TEXTE FOURNI —
========

Vu la duplique, enregistrée le 21 octobre 2005, par laquelle le Ministre d'État persiste dans ses conclusions au motif que l'argumentation de Mme G. est sans pertinence, que la décision de refoulement de M. G. est légale, que la décision prise à l'encontre de Mme G. n'est liée ni à sa qualité d'épouse de M. G., ni au fait d'avoir cherché à s'établir sur le territoire monégasque à la suite du mandat d'arrêt lancé contre M. M., mais au fait de s'y être installée pour favoriser les activités illicites de son mari ; que les explications données par Mme G. sur ses patronymes ne sont guère convaincantes, les documents produits étant rédigés en russe et en hongrois et n'étant pas traduits, et ne donnent pas la raison pour laquelle elle a utilisé pour son séjour à l'hôtel, sa demande de carte de séjour, sa demande de lignes téléphoniques, non le nom de son mari actuel ni celui pour lequel elle avait opté à l'âge de 16 ans (B.), mais celui de son père (K.), qu'elle n'a jamais porté depuis lors ; qu'enfin la requérante ne peut tirer argument du délai qui lui a été accordé sur sa demande et qui résulte de la bienveillance de l'administration ;

Vu le procès-verbal de clôture du 12 décembre 2005 ;

Vu la décision attaquée ;

Vu les autres pièces produites et jointes au dossier ;

Vu la Constitution, notamment son article 90 B 1° ;

Vu l'Ordonnance Souveraine n° 2984 du 16 avril 1963 modifiée sur l'organisation et le fonctionnement du Tribunal Suprême ;

Vu l'Ordonnance Souveraine n° 3153 du 19 mars 1964 relative aux conditions d'entrée et de séjour des étrangers dans la Principauté ;

Vu l'ordonnance du 27 janvier 2006 par laquelle le Président du Tribunal Suprême a renvoyé la cause à l'audience du 20 mars 2006 ;

Ouï M. Pierre Delvolvé, Vice-Président du Tribunal Suprême, en son rapport ;

Ouï Me Frank Michel, avocat-défenseur, pour Mme G. ;

Ouï Me Molinié, avocat au Conseil d'État et à la Cour de cassation, pour l'État de Monaco ;

Ouï Mme le Premier Substitut du Procureur général en ses conclusions ;

Après en avoir délibéré,

Considérant que, selon la décision attaquée de refoulement de Mme S. épouse G. du territoire de la Principauté, « la présence de cet étranger sur le territoire monégasque est de nature à compromettre la tranquillité ou la sécurité publique ou privée » ; qu'en réponse au moyen tiré par la requérante de l'inexactitude des faits retenus pour la refouler, le Ministre d'État s'est borné à énoncer, dans sa contre-requête, que le mari de Mme G., connu des services de police européens spécialisés comme lié à une organisation criminelle, est impliqué dans de nombreuses affaires criminelles, que la présence de sa femme sur le territoire monégasque est destinée à favoriser ses activités illicites, que l'utilisation à Monaco par Mme G. de plusieurs patronymes laisse suspecter qu'elle n'entendait s'y installer que pour aider son mari à y développer ses activités frauduleuses ;

Considérant que le Ministre d'État n'a versé au dossier aucun document de nature à corroborer ses affirmations, qui sont contredites par Mme G. ; qu'ainsi il n'a pas mis le Tribunal Suprême à même d'exercer son contrôle de légalité sur la décision attaquée ; qu'il y a lieu, dès lors, en application de l'article 32 de l'Ordonnance Souveraine n° 2984 du 16 avril 1963 susvisée, de prescrire une mesure d'instruction aux fins d'inviter le Ministre d'État à produire tous éléments permettant au Tribunal Suprême d'exercer son contrôle ;

Dispositif

Décide

Article 1er

-Le Ministre d'État est invité à produire dans le délai d'un mois à compter de la notification de la présente décision tous éléments permettant au Tribunal Suprême d'exercer son contrôle sur la légalité de la décision attaquée.

========

DONNÉES —
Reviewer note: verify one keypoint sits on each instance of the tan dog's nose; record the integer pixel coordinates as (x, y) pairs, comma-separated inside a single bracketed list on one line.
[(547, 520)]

========

À FAIRE — Rédigez la suite de la décision du Tribunal Suprême sur le refoulement de Mme G., à partir de la fin de l'article 1er du dispositif.

RÉSULTAT —
Article 2

- Les dépens sont réservés.

Article 3

- Expédition de la présente décision sera transmise au Ministre d'État.

^


Synthèse
Numéro d'arrêt : 27163
Date de la décision : 20/03/2006

Analyses

Lutte contre le financement du terrorisme, la corruption et le blanchiment ; Droit des étrangers ; Loi et actes administratifs unilatéraux


Parties
Demandeurs : Dame M. S., épouse G.
Défendeurs : Ministre d'État

Références :

article 32 de l'Ordonnance Souveraine n° 2984 du 16 avril 1963
Ordonnance Souveraine n° 3153 du 19 mars 1964
Vu la Constitution
Ordonnance Souveraine n° 2984 du 16 avril 1963
ordonnance du 27 janvier 2006


Origine de la décision
Date de l'import : 18/07/2023
Fonds documentaire ?: tribunal-supreme.mc
Identifiant URN:LEX : urn:lex;mc;tribunal.supreme;arret;2006-03-20;27163 ?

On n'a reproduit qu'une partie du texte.